**Request**
Return, word for word, the stretch of the records from their start through the line containing "[(377, 65)]", including that line and leaving out the pictures.

%%

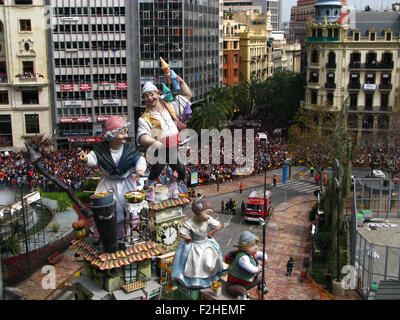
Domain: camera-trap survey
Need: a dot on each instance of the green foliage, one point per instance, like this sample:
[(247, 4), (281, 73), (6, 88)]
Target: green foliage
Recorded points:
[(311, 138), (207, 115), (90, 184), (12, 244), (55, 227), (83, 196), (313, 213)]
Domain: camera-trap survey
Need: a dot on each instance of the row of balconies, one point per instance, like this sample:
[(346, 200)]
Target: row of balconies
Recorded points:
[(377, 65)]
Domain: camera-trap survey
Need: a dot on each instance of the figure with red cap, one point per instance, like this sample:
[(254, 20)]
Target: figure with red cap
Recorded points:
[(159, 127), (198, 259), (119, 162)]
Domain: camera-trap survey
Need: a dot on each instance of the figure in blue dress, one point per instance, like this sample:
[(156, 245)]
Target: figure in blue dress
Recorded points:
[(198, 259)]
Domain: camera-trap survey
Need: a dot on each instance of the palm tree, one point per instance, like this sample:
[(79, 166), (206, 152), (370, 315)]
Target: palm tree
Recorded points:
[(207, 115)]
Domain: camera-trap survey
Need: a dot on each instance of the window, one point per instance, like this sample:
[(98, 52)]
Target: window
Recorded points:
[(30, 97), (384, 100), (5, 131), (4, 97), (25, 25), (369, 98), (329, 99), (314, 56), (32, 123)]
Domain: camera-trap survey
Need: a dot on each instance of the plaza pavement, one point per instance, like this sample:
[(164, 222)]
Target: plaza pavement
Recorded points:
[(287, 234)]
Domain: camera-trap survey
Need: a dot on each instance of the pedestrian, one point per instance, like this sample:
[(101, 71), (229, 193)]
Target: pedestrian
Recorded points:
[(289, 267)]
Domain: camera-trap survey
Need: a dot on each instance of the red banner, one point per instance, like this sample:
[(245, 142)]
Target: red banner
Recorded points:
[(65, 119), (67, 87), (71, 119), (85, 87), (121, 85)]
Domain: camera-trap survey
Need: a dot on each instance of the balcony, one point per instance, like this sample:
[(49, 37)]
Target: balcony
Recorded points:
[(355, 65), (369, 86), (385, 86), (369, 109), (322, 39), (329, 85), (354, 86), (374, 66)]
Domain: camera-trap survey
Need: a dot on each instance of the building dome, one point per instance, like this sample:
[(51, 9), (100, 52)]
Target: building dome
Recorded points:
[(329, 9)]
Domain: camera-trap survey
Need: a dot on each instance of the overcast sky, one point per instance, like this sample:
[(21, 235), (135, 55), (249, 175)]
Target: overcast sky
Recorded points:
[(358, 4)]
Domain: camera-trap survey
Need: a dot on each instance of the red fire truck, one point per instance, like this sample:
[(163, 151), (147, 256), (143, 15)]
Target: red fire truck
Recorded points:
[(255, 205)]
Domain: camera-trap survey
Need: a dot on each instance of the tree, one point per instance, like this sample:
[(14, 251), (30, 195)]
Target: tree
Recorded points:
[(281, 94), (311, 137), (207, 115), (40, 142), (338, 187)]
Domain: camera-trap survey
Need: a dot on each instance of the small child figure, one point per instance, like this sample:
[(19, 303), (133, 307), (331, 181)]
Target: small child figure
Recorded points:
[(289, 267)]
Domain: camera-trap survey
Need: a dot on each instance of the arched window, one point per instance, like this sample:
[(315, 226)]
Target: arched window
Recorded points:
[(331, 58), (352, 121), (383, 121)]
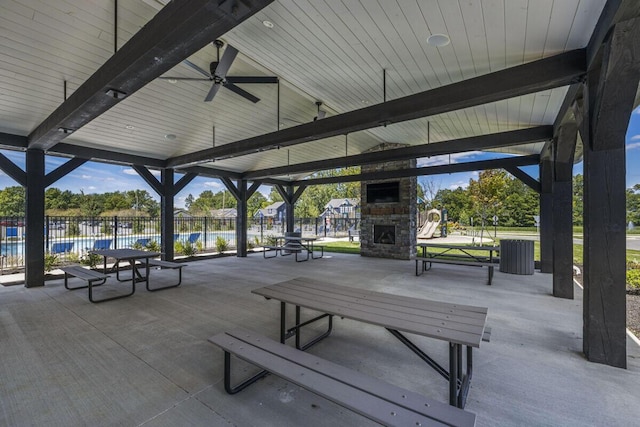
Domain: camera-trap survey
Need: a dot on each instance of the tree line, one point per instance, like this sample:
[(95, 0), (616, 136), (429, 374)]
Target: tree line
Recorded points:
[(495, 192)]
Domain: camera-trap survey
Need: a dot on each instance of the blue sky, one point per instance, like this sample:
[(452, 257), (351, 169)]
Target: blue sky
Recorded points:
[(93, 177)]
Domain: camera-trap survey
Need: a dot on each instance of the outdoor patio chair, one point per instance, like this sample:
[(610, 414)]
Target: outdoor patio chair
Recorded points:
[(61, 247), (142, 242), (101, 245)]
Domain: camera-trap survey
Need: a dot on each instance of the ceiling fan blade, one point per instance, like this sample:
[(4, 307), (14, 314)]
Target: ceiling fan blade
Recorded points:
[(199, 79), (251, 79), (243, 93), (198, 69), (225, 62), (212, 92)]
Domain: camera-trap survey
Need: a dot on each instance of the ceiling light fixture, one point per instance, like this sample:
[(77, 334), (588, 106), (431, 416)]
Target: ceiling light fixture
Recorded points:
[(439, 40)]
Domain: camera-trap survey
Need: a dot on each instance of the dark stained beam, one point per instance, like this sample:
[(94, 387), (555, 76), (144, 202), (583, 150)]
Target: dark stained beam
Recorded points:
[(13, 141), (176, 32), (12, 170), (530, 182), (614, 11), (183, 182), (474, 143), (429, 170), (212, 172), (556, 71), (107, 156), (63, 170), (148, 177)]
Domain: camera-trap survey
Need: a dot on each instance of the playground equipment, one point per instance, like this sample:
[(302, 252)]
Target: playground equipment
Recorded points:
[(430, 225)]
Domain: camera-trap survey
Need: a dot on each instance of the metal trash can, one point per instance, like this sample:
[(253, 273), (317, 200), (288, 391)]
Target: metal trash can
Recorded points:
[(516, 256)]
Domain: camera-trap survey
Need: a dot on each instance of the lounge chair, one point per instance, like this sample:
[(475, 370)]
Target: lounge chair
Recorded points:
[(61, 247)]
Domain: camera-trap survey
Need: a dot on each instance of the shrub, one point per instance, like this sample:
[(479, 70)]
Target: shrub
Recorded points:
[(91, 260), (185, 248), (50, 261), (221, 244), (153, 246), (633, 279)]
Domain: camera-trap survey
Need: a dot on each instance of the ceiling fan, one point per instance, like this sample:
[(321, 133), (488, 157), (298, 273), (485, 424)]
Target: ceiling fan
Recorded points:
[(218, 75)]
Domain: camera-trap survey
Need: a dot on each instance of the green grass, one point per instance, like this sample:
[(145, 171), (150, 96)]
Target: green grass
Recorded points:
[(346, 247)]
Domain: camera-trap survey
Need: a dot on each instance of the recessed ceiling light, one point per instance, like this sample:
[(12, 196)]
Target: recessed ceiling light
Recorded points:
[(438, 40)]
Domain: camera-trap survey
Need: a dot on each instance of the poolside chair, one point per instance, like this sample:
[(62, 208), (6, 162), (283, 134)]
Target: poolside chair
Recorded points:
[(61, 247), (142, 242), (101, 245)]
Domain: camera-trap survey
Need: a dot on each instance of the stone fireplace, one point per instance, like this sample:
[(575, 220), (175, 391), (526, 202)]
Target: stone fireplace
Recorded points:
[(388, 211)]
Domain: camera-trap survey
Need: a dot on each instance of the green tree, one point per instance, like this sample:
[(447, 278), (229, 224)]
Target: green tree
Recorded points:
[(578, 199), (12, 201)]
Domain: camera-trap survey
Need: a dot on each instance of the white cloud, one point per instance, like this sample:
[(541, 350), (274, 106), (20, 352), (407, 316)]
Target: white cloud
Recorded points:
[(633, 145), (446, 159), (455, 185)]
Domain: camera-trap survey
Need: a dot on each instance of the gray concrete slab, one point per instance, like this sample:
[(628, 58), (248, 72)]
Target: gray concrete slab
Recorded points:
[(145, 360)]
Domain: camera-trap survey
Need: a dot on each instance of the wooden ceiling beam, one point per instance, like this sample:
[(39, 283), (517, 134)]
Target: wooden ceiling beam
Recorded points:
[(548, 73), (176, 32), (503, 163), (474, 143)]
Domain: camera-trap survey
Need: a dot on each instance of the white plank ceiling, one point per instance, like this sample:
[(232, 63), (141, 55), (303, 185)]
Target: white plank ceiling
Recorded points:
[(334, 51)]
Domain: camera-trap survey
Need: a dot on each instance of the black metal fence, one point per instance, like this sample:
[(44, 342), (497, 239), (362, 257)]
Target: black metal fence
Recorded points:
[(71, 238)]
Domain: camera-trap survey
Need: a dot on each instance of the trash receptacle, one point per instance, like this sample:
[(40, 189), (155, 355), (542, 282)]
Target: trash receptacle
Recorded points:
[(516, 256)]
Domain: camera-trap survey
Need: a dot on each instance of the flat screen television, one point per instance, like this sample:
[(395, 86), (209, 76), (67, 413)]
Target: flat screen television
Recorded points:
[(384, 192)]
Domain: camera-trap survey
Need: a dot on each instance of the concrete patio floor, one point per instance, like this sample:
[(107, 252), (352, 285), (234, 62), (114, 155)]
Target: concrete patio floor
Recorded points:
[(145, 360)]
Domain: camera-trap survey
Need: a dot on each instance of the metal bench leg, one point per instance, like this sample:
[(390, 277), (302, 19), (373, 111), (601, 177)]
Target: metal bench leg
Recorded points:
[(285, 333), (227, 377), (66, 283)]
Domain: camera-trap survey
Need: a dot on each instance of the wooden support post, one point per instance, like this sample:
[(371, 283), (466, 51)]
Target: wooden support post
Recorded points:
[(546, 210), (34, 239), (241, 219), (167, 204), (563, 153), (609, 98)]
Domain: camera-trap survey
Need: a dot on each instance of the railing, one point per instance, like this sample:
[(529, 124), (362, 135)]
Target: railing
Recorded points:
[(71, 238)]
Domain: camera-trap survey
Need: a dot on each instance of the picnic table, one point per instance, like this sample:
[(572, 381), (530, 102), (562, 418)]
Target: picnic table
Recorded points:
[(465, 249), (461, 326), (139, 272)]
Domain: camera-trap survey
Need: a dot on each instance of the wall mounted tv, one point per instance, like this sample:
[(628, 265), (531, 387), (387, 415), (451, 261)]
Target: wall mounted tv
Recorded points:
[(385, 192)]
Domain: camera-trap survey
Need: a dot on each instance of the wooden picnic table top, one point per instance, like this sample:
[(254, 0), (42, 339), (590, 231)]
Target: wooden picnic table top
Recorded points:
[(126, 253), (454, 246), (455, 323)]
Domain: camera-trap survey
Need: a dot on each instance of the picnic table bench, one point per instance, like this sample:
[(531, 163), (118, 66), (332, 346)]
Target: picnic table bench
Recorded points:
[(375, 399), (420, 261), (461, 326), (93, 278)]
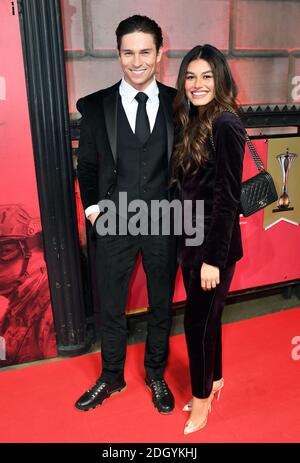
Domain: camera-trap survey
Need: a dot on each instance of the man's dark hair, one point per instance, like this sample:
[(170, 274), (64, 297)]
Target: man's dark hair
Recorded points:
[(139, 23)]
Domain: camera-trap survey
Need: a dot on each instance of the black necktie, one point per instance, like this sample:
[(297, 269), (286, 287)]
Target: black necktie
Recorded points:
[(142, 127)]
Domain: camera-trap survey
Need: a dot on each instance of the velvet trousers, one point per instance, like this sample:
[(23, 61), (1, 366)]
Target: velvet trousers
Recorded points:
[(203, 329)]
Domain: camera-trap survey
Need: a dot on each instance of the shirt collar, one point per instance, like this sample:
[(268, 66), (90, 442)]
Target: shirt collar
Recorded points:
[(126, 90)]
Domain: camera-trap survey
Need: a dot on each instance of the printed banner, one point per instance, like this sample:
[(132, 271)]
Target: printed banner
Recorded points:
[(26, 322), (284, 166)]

%%

**Finished answer**
Domain: camera-trap survey
Need: a dot on each instance of the green foliage, one point per instance, like this sample:
[(247, 4), (281, 73), (6, 88)]
Target: green foliage
Recorded points:
[(311, 138), (207, 115), (90, 184), (12, 244), (55, 227), (83, 196), (313, 213)]
Domain: camera-trap survey
Need: a dot on each instance of the row of balconies, one point per instance, like this sample:
[(346, 200)]
Target: row of balconies
Recorded points:
[(377, 65)]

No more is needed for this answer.